## start Given data
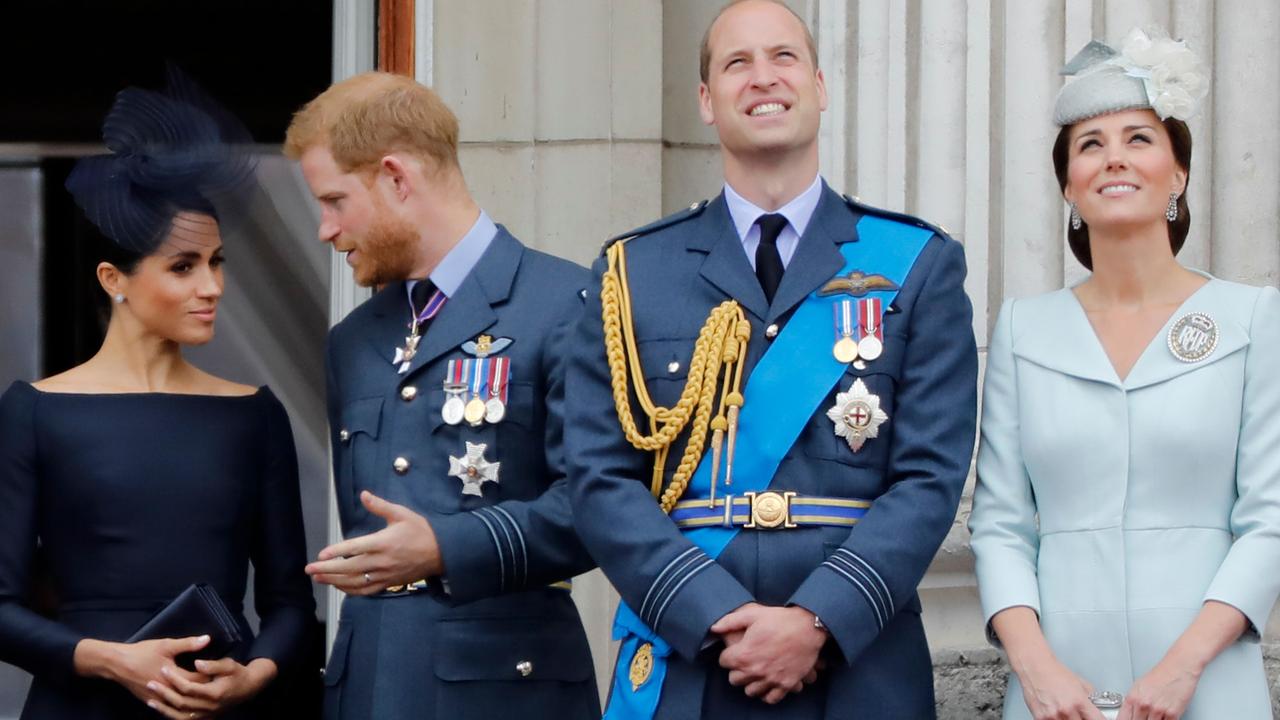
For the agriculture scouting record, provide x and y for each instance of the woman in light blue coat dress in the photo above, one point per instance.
(1127, 519)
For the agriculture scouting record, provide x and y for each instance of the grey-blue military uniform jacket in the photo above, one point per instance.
(862, 580)
(494, 636)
## end Given data
Exercise task =>
Reproduce the data exactly, from the line containing "of the grey-blue" down to the last line, including both.

Task response =>
For the agriculture scouting record, provide x and y for each instance of the grey-blue military uniform jacket in the photo above, one point per instance.
(862, 580)
(494, 636)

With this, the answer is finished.